Estratto selezionato -
LA CACCIA IERI E OGGI
Patrimonio di tradizioni e di passioni, la caccia è oggi una delle dimensioni che più esprimono il legame con il territorio, con l’ambiente, con le proprie radici culturali. Da sempre molto radicata nella vita quotidiana, ha dato un grande contributo all’arte, alla cultura, alla scienza, italiane ed europee. Anche per queste ragioni è maturata la consapevolezza che l’attività venatoria è un diritto di tutti e che deve essere gestita in funzione della conservazione dell’ambiente e delle risorse naturali. Affermando così la sua integrazione nel sistema dei valori e dei modelli di vita della ruralità, in una prospettiva di conservazione attiva, uso sostenibile della natura e valorizzazione delle capacità produttive.
In questa dimensione, cacciatori, agricoltori e ambientalisti emergono come attori dello stesso programma, sia pure con competenze e modalità operative diverse, e l’attività venatoria assume un carattere pieno di contributi al buon governo del territorio.
La caccia, il buio, la fame e la paura
Pratica di sopravvivenza, finalizzata all’approvvigionamento di carne e alla difesa dalle fiere, la caccia era parte determinante dell’esistenza e della cultura delle civiltà protoagricole e dei popoli nomadi. Era scontro diretto con le durezze della vita, lotta contro i pericoli e contro la farne, rischio di morte. Era paura dell’ignoto, dei silenzi insidiosi, dei rumori sconosciuti, dell’oscurità, che soltanto la scoperta del fuoco ha squarciato.
La raffigurazione delle belve o delle scene di inseguimento e di cattura assumeva un significato rituale, simbolico e propiziatorio. Le scene riprodotte all’interno di grotte, incise sulla pietra nei pressi di luoghi di culto, stilizzate su ornamenti e armi, erano mezzi per scongiurare magicamente l’ostilità della natura, oppure celebrazioni rituali della forza del cacciatore, che assumeva un significato sovrumano e metatemporale.
Spesso le stesse divinità erano rappresentate come animali, personificazioni delle forze oscure del mondo.

Estratto da un dataset
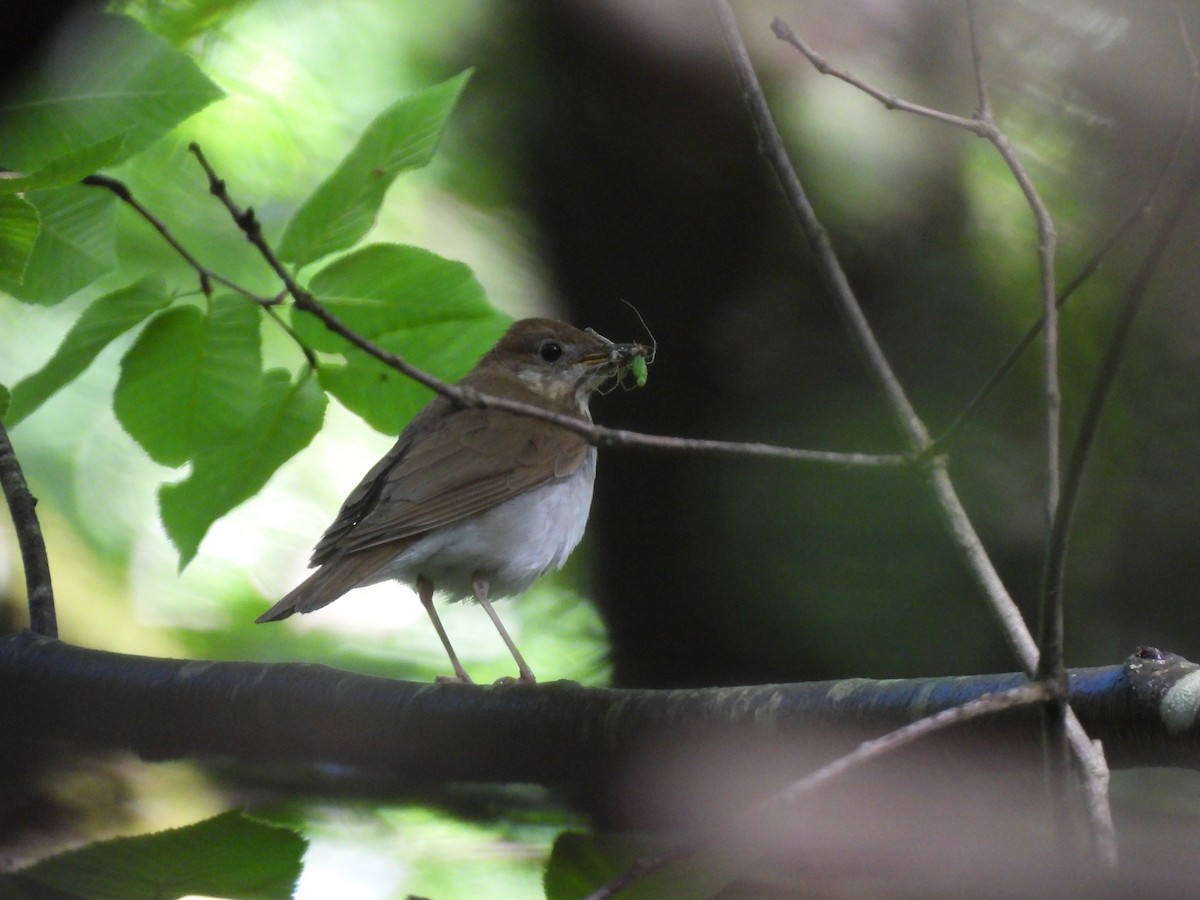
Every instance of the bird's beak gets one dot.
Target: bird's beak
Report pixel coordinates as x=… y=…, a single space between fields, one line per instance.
x=615 y=355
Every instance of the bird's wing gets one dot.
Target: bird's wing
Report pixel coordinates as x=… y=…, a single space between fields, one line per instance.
x=448 y=474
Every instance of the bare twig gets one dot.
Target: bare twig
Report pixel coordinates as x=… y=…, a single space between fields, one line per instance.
x=208 y=276
x=22 y=503
x=867 y=751
x=957 y=520
x=304 y=300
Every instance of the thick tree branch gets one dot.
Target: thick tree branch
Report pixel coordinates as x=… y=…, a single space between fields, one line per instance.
x=275 y=714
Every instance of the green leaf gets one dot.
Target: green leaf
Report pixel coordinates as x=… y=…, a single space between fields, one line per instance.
x=226 y=856
x=106 y=319
x=18 y=233
x=191 y=379
x=107 y=78
x=66 y=169
x=75 y=245
x=345 y=205
x=232 y=472
x=413 y=303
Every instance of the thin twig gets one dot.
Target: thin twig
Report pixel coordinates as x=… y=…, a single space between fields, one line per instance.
x=1141 y=209
x=22 y=504
x=1056 y=555
x=832 y=273
x=864 y=753
x=207 y=276
x=304 y=300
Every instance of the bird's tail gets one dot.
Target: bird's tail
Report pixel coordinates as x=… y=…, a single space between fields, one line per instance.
x=330 y=581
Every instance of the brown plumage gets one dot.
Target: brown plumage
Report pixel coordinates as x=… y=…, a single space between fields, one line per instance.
x=457 y=503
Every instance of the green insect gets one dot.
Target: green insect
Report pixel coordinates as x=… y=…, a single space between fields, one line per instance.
x=640 y=371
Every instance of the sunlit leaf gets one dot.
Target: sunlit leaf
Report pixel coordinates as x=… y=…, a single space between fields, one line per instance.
x=343 y=207
x=75 y=244
x=66 y=169
x=413 y=303
x=106 y=319
x=226 y=474
x=191 y=379
x=18 y=233
x=106 y=77
x=226 y=856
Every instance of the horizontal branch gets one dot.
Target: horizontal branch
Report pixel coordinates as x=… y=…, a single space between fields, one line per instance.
x=311 y=715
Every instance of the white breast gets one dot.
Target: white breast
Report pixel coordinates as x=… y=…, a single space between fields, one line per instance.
x=510 y=545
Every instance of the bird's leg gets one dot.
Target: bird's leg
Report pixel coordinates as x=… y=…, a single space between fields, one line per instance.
x=425 y=591
x=480 y=587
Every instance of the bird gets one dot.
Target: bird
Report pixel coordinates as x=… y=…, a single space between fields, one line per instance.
x=475 y=503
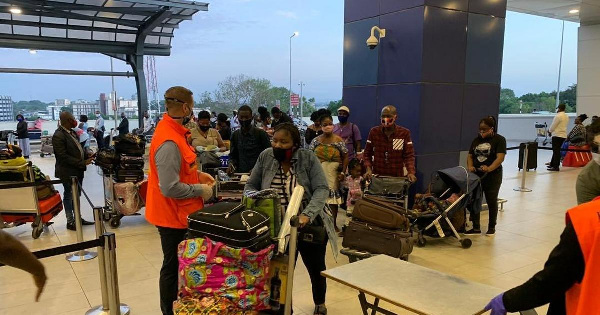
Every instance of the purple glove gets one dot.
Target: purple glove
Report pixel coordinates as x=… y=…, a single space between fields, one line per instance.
x=496 y=305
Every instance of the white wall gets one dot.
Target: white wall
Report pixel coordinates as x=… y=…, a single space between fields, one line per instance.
x=588 y=70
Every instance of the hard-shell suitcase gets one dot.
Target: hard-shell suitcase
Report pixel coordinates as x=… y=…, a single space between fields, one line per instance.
x=232 y=224
x=531 y=155
x=127 y=198
x=122 y=176
x=375 y=240
x=129 y=162
x=381 y=213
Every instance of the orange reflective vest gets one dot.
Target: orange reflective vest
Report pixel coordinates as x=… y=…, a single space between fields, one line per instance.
x=584 y=298
x=160 y=210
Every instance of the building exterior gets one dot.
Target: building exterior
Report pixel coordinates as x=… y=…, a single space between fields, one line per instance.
x=82 y=107
x=6 y=108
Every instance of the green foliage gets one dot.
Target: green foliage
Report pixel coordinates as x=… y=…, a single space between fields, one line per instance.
x=530 y=102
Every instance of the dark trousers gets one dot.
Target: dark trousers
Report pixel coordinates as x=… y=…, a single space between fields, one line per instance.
x=491 y=187
x=169 y=240
x=556 y=145
x=313 y=256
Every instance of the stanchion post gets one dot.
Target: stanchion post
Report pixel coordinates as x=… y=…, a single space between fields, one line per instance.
x=102 y=309
x=112 y=276
x=522 y=188
x=82 y=255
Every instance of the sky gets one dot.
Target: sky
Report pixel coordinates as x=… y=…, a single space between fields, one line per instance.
x=251 y=37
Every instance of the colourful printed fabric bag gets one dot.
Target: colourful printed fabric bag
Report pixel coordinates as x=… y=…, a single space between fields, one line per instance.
x=207 y=267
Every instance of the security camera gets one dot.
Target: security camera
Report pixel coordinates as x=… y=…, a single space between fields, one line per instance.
x=372 y=41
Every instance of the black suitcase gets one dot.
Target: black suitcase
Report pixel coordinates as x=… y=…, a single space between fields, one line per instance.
x=375 y=240
x=531 y=155
x=129 y=162
x=122 y=176
x=232 y=224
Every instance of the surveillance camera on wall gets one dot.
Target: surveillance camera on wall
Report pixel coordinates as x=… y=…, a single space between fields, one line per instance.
x=372 y=41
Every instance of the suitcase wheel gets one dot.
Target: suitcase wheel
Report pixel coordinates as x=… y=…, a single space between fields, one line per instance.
x=466 y=243
x=115 y=222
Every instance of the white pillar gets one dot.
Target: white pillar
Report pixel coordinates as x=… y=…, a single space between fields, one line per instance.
x=588 y=70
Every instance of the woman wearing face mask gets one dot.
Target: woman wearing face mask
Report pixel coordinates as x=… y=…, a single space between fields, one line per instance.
x=204 y=135
x=485 y=158
x=333 y=154
x=284 y=166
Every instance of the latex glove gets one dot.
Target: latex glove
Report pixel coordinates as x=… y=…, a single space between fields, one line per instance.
x=207 y=191
x=496 y=305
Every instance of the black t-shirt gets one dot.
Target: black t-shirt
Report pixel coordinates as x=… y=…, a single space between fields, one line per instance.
x=485 y=151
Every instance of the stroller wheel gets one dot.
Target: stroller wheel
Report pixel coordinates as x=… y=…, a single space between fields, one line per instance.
x=466 y=243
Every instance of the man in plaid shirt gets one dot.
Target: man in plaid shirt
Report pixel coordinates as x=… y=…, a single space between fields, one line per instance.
x=389 y=149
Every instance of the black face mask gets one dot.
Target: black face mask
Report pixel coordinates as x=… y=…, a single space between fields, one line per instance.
x=246 y=123
x=283 y=154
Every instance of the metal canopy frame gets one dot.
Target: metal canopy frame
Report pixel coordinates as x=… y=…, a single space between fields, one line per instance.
x=123 y=29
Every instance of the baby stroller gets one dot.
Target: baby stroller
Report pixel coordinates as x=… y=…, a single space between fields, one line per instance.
x=467 y=189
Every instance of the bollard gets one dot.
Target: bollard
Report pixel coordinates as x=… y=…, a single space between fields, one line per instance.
x=522 y=188
x=110 y=255
x=82 y=255
x=104 y=308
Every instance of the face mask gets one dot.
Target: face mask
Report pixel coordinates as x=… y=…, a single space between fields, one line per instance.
x=283 y=154
x=387 y=121
x=246 y=123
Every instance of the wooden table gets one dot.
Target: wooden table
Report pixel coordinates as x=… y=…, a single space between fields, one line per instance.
x=412 y=287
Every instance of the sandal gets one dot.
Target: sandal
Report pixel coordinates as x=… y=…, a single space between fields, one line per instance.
x=320 y=310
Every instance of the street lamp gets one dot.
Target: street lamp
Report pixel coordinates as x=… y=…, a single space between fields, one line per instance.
x=293 y=35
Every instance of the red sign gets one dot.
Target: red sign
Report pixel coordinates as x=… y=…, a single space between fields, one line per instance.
x=294 y=100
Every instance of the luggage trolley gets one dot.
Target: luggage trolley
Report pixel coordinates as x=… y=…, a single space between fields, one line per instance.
x=21 y=205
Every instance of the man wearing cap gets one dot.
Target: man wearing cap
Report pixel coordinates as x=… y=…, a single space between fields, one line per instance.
x=175 y=187
x=348 y=131
x=389 y=150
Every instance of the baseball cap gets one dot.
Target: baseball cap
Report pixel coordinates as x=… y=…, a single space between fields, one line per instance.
x=344 y=108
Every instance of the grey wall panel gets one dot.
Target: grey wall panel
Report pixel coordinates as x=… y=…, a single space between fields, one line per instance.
x=480 y=100
x=440 y=118
x=444 y=41
x=489 y=7
x=362 y=102
x=360 y=9
x=485 y=43
x=461 y=5
x=388 y=6
x=401 y=51
x=360 y=62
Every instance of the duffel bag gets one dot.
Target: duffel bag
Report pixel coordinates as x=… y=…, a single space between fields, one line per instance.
x=238 y=274
x=387 y=185
x=268 y=203
x=380 y=212
x=232 y=224
x=130 y=144
x=375 y=240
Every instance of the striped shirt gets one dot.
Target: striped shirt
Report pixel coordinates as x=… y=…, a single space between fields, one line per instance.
x=284 y=184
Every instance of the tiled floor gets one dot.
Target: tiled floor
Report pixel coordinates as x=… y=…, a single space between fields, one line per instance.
x=527 y=230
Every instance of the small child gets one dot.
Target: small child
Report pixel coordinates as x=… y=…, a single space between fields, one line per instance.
x=355 y=184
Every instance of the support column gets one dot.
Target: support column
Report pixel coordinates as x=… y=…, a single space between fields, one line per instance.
x=588 y=70
x=440 y=64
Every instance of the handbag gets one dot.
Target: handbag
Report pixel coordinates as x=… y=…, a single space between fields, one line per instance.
x=387 y=185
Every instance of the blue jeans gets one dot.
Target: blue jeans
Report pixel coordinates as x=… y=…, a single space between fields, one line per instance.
x=68 y=199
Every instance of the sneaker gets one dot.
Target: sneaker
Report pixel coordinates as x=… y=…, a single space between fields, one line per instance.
x=473 y=232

Consegna esercizio - Secondo il testo sulla caccia, che cosa è stata l'unica cosa capace di squarciare l'oscurità?

Risposta - La scoperta del fuoco.